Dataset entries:
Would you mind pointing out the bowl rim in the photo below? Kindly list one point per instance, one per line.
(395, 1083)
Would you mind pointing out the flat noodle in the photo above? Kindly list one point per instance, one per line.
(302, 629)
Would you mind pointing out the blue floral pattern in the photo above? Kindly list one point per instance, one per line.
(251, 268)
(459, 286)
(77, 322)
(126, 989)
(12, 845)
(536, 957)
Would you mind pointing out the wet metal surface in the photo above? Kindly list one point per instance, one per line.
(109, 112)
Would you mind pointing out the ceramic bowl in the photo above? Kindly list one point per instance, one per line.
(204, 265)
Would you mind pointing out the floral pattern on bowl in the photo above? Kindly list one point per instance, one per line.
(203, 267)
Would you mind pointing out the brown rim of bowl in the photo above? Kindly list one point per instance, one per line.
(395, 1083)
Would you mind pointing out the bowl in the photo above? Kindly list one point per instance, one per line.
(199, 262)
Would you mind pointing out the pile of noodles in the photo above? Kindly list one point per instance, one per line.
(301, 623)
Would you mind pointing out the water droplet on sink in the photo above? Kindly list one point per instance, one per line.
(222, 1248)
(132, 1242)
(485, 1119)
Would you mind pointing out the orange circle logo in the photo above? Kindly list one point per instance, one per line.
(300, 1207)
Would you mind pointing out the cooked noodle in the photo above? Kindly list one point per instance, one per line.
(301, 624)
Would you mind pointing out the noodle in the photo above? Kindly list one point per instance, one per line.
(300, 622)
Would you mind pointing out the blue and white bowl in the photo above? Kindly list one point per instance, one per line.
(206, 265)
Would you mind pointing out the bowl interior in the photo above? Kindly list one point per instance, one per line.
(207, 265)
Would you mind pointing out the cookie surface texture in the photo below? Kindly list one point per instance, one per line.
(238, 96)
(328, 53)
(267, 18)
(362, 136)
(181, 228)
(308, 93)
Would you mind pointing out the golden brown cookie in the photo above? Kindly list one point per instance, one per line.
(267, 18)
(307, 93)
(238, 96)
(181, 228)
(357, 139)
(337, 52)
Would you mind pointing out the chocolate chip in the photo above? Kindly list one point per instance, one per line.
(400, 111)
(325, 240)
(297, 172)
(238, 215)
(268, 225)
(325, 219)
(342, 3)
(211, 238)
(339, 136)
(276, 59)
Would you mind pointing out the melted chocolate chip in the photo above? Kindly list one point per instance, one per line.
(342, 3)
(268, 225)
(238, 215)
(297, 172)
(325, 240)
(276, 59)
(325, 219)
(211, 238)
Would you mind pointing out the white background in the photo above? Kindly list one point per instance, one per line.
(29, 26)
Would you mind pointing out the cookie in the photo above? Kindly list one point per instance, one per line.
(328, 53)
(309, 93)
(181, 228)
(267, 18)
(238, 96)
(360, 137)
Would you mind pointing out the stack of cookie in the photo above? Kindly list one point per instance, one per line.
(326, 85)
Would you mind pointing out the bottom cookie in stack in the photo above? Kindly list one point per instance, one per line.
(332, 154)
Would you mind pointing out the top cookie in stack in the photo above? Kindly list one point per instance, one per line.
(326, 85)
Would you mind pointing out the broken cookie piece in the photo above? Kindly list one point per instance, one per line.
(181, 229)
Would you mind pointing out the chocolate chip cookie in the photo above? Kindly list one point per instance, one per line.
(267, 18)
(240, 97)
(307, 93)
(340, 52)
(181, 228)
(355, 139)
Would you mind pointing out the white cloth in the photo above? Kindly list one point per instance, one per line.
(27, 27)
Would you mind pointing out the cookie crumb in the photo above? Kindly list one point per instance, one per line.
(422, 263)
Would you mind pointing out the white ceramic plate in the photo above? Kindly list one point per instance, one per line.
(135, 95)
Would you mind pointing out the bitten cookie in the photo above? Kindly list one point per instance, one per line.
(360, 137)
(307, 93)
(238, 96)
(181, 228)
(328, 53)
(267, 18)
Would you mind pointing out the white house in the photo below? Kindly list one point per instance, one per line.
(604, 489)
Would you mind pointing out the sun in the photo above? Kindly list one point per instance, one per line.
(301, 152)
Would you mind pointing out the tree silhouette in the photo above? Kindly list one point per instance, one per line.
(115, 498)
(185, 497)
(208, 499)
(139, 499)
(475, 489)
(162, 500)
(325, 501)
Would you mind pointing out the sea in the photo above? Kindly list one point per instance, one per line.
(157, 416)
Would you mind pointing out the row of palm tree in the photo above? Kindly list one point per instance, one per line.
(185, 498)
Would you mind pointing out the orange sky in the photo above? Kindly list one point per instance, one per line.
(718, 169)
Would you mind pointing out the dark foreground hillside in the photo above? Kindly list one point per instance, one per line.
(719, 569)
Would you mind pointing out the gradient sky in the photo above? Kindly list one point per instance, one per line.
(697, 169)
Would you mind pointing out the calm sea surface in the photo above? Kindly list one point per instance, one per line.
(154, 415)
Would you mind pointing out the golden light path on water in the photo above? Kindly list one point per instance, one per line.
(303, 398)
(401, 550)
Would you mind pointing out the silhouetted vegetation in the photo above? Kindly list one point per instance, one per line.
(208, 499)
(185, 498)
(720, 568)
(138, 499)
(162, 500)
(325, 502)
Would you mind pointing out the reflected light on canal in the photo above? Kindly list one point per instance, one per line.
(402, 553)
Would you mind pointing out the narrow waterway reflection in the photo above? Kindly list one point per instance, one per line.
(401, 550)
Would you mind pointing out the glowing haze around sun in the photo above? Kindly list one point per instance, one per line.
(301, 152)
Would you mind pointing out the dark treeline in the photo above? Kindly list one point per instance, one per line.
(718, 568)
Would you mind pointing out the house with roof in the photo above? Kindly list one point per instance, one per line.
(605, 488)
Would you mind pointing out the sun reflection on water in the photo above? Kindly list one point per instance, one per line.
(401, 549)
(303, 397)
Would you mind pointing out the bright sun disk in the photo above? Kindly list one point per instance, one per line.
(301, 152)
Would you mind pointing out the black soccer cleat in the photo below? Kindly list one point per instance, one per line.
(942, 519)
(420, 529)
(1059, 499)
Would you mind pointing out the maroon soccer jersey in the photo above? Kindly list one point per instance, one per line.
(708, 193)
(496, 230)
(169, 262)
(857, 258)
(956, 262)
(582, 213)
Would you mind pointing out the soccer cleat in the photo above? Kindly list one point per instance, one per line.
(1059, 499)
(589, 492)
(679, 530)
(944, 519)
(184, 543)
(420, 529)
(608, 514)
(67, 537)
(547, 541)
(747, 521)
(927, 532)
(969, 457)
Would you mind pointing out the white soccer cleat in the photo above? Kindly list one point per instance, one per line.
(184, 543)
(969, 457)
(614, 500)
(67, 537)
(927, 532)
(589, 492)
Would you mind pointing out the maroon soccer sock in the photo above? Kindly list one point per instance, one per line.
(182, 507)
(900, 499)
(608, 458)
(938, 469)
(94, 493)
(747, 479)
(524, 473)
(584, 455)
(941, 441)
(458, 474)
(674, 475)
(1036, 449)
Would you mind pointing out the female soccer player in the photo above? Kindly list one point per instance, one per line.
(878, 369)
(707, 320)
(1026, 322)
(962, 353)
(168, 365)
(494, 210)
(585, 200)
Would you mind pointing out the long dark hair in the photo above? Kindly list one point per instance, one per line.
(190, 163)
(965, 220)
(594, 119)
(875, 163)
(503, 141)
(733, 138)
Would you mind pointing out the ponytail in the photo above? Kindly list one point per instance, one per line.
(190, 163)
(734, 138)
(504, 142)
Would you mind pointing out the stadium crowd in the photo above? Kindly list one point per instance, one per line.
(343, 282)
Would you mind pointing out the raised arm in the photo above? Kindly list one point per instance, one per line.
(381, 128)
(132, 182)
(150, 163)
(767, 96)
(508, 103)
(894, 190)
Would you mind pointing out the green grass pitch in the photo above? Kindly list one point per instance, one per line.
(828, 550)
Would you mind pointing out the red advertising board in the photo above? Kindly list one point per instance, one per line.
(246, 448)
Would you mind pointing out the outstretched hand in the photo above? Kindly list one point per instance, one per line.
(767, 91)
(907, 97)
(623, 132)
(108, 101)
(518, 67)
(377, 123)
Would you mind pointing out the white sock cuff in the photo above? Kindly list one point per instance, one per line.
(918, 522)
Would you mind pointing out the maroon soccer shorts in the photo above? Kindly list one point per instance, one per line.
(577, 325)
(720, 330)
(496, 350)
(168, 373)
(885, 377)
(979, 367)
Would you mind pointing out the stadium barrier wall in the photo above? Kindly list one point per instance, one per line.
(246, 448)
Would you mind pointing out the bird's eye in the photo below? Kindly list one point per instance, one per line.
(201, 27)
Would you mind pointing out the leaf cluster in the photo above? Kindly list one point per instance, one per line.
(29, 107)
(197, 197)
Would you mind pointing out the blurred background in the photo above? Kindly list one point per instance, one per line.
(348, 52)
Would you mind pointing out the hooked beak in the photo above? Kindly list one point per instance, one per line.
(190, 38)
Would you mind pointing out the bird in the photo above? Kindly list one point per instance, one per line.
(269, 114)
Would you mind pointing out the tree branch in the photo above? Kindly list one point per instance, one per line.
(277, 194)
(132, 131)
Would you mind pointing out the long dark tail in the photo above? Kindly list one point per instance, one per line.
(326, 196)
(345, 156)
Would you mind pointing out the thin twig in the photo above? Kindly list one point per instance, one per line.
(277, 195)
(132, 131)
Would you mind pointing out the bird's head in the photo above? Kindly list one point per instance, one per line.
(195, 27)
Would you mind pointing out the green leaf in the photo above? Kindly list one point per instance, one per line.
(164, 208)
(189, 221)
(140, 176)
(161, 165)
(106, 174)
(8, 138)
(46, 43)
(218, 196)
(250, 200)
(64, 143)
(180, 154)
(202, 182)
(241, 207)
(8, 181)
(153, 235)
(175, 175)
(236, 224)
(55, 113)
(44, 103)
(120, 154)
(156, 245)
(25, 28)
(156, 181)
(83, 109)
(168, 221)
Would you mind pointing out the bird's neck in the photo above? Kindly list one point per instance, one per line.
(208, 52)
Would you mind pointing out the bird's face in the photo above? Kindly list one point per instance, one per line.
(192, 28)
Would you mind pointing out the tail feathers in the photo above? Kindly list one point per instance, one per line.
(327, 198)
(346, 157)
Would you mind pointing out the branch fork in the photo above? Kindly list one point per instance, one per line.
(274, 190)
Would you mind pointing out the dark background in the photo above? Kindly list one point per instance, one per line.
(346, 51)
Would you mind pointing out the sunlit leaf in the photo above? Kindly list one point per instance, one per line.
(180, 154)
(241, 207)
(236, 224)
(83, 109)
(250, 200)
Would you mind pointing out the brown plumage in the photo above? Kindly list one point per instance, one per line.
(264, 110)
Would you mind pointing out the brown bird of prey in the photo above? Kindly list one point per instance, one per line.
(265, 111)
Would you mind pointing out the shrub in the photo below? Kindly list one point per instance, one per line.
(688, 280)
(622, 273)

> [Problem to solve]: Lay out the stretch of entries above, from the line containing "Would you mind pointing out the tail" through the end of the entries, as a two-column CSV with the headers text and answer and one row per entry. Put each value in a single quoted field and turn any line breaks into spaces.

> [Response]:
text,answer
"Would you mind pointing out the tail feathers in the photo above? Kindly list one point per instance, one per line.","(327, 198) (346, 157)"
"Would you mind pointing out the branch fork in the photo above? Kindly list one point per instance, one per line.","(274, 190)"
"Would you mind pointing out the dark background in the photo above? Kindly list one point per instance, one per line.","(346, 51)"
"Would you mind pointing out the sunlit leaf in the photo above? Kindly list one point per instance, one per line.","(180, 154) (241, 207) (236, 224) (83, 109) (250, 200)"
"Would you mind pointing out the brown plumage in the photo above? Kindly list one point per instance, one per line.","(264, 110)"
"Would you mind pointing out the brown bird of prey in the photo above? Kindly list one point per instance, one per line.","(265, 111)"
"Would you mind pointing out the shrub in the photo below? Kindly list one point per instance, one per line.","(688, 280) (622, 273)"